**Exercise requirements**
Copy the passage about building software with AI word for word, starting at "Our longer-term research" and ending at "many more people.".

**Document segment**
────────────────

This is fine for toy apps and quick demos, but falls short when it comes to creating genuinely powerful software we can rely on to serve our real purposes. Without stronger creation tools, we’ll remain dependent on other entities whose incentives may not match our own.

To achieve this, code generation isn’t enough; the hard part is debugging, maintenance, and managing complexity. As a field of software engineering, we’ve developed best practices for architecting reliable systems, testing, and managing changes — but today’s LLM workflows rarely incorporate these practices.

We’re creating a better way to build software with AI — one that embeds engineering best practices directly into AI-assisted software development, so more people can easily create robust, dependable software for their lives.

Our initial product is a coding agent environment that helps engineers write healthier code faster with LLMs by making it easy to write tests, identify and fix issues, and execute LLM-generated code safely.

You can see more details and try it out here.

Our longer-term research focuses on methods for building trust in AI-generated code, like automatic code verification, catching and fixing bad code, and identifying robust libraries to use by default. Once our systems are better at writing, verifying, and fixing code, people can focus more on what they want to create rather than the code itself — making software creation accessible to many more people.

────────────────

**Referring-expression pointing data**
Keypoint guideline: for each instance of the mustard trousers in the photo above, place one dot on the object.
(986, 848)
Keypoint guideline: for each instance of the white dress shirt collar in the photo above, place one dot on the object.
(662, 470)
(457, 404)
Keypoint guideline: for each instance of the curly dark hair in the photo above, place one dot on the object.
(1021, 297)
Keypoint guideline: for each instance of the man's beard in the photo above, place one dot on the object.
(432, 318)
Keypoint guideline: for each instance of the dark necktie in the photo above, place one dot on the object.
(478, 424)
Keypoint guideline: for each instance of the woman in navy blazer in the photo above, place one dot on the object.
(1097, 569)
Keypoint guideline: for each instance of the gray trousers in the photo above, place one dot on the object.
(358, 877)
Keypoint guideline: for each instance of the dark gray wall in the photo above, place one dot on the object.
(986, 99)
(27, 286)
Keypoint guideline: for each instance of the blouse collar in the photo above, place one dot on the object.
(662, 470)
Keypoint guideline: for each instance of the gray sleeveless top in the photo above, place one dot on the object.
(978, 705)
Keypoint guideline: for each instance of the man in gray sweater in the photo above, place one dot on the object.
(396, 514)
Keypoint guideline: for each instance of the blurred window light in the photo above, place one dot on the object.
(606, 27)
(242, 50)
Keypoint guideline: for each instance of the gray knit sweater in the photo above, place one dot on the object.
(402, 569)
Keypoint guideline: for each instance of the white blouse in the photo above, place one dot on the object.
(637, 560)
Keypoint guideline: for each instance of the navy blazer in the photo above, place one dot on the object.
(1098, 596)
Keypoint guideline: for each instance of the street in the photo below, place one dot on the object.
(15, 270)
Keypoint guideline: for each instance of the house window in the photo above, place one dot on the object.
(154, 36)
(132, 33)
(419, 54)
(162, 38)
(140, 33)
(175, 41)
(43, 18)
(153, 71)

────────────────

**Solution**
Our longer-term research focuses on methods for building trust in AI-generated code, like automatic code verification, catching and fixing bad code, and identifying robust libraries to use by default. Once our systems are better at writing, verifying, and fixing code, people can focus more on what they want to create rather than the code itself — making software creation accessible to many more people.